5 ways to live (and thrive) while social distancing

The novel coronavirus has dramatically changed how we spend time and share physical and virtual space with each other. On Friday, March 27, conflict mediator and author Priya Parker joined head of TED Chris Anderson and current affairs curator Whitney Pennington Rodgers on TED Connects to discuss what we all can do to stay connected and sustain relationships while apart during the pandemic. Here’s some advice to help you get through this uncertain time:

Bring intention to planning a virtual gathering

As platforms like Zoom, Slack and email become more integrated into our lives, it’s clear that technology will play an important tool in helping us keep in touch. Whether you’re organizing a Zoom dinner party or Facetiming a friend, Parker invites us to consider how we can elevate the conversation beyond just check-ins. In planning a virtual gathering, ask:

  • Who’s joining and why?
  • What are your community’s needs?
  • What’s the reason you’re coming together?

As the pandemic evolves, these needs will likely shift. Stay attuned to the kinds of connections your communities are seeking.

Include fun themes to elevate your digital get-togethers

Parker suggests centering your gatherings around themes or activities to encourage more meaningful and purposeful conversations. Incorporate elements of the physical world to create a shared experience, like asking everyone to wear a funny costume or making the same recipe together. Though screens don’t quite replace the energy of in-person gatherings, we can still strengthen community bonds by reminding ourselves that there are real people on the other end of our devices.

Set healthy boundaries to maintain wellbeing

As we’re figuring out the best way to exist in the digital world, it’s also crucial we put in the effort to meaningfully connect with those we’re quarantining with. The distinctions between time to work, socialize and rest can grow blurrier by the day, so be sure to set boundaries and ground rules with those you live with. In having this conversation with your roommates, family or partner, reflect on these prompts:

  • How do you want to distinguish time spent together versus apart?
  • How do you want to share time together?
  • Since we look at screens most of the day, could it be helpful to set no-screen times or brainstorm new, non-digital ways to hang out?

Allow yourself to reflect on the unknown

It’s important to acknowledge that this is not a normal time, Parker says. The coronavirus pandemic has transformed the world, and as a global society we’ll experience the reverberations of this period as they ripple across every sector of human life. Make sure to create space for those conversations, too.

Items listed in a dataset:
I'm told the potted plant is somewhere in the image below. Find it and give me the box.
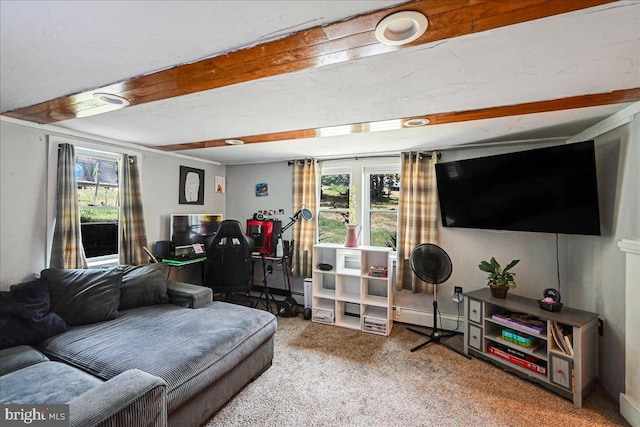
[478,257,520,298]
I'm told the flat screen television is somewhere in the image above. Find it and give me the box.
[435,141,600,235]
[171,214,222,247]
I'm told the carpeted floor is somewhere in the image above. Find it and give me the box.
[206,317,629,427]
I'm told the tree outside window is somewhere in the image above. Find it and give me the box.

*Exercise instructions:*
1 – Answer from the social distancing article:
(a) On what date did Priya Parker appear on TED Connects?
(b) Which three platforms does the article name as becoming more integrated into our lives?
(c) What two examples does it give of bringing elements of the physical world into a virtual gathering?
2 – Repeat the social distancing article's passage that begins at the words "Bring intention to" and stops after the words "your community’s needs?".
3 – Write the next part of the social distancing article, picking up after its final sentence.
The data has no role in this work.

*Solved tasks:*
1 –
(a) Friday, March 27
(b) Zoom, Slack and email
(c) Asking everyone to wear a funny costume, and making the same recipe together

2 –
Bring intention to planning a virtual gathering

As platforms like Zoom, Slack and email become more integrated into our lives, it’s clear that technology will play an important tool in helping us keep in touch. Whether you’re organizing a Zoom dinner party or Facetiming a friend, Parker invites us to consider how we can elevate the conversation beyond just check-ins. In planning a virtual gathering, ask:

  • Who’s joining and why?
  • What are your community’s needs?

3 –
Take time to wander through the unknown, to talk about how we are being changed — individually and collectively — by this shared experience. It’s perfectly normal to feel worried, vulnerable, even existential, and this may be a great time to lean into those feelings and think about what really matters to you.

Recognize the power and feeling community brings — no matter the size

While the coronavirus pandemic has physically isolated many of us from each other, our ingenuity and resilience ensures that we can still build and forge community together. Across the world, people are gathering in new and amazing ways to set up “care-mongering” support groups, sing with their neighbors, take ceramics classes, knit together and break bread.

Now is the time to discover (or rediscover) the value and power of community. We are all members of many different communities: our neighborhoods, families, countries, faith circles and so on. Though we’re living in unprecedented times of social isolation, we can forge stronger bonds by gathering in ways that reflect our best values and principles. In the United Kingdom, a recent campaign asked people across the country to go outside at a synchronized time and collectively applaud health workers on the frontlines of the crisis; a similar effort was made across India to ring bells in honor of the ill and those caring for them. During this crisis and beyond, we can use thoughtful ritual-making to transform our unease and isolation into community bonding.

“Gathering is contagious,” Parker says. “These small, simple ideas allow people to feel like we can shape some amount — even a small amount — of our collective reality together.”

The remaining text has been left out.